__EXERCISE REQUIREMENTS__:
From the data below, copy out every line in which the word "instance" occurs.

__Stored data entries__:
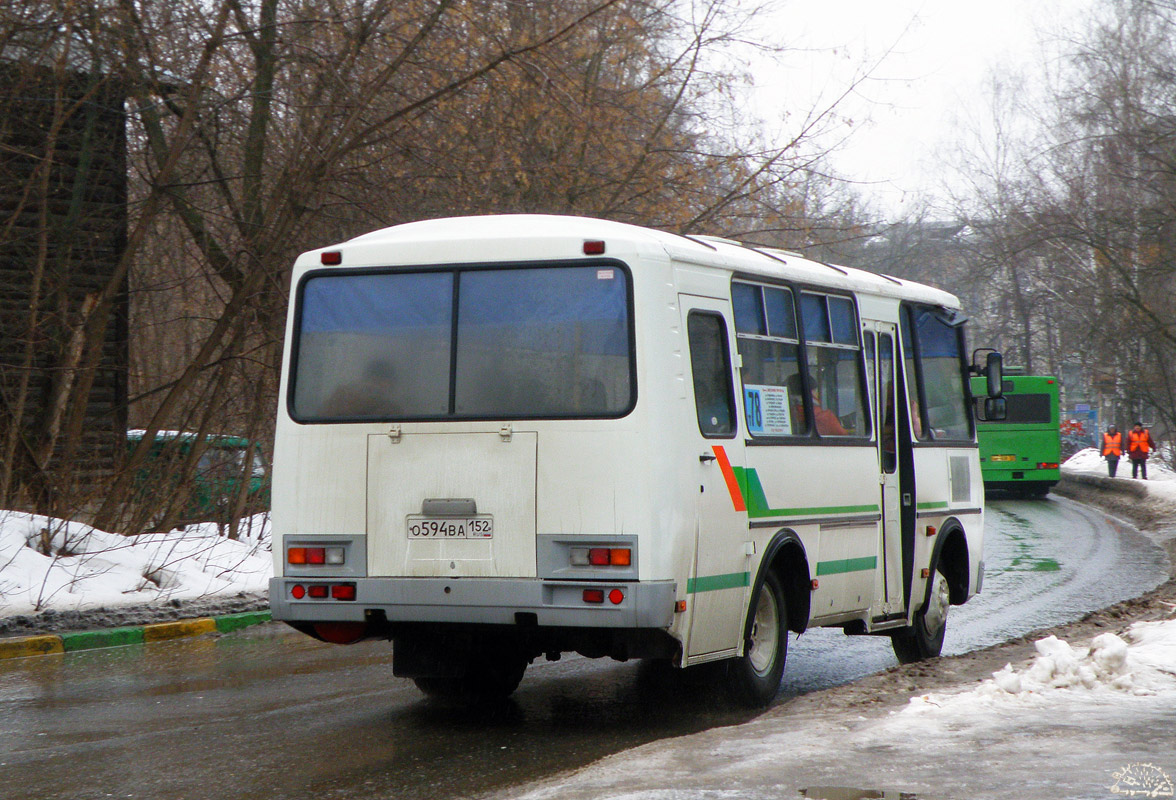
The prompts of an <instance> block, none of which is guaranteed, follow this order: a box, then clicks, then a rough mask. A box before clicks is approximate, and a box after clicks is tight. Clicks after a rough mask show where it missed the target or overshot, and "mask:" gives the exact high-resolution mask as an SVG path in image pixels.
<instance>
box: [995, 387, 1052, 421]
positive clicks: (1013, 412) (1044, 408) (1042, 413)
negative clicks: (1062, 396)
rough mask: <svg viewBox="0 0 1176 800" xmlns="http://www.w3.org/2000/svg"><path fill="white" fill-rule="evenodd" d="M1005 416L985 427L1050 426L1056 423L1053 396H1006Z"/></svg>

__ANSWER AREA__:
The prompts of an <instance> block, none of which is guaranteed, follow this order: a box, then clicks, then a rough mask. A box before clicks is approximate, and a box after clicks is tight. Clicks after a rough mask show where it missed the target or overshot, and "mask:" gives the exact high-resolution mask as an SVG path in image pixels.
<instance>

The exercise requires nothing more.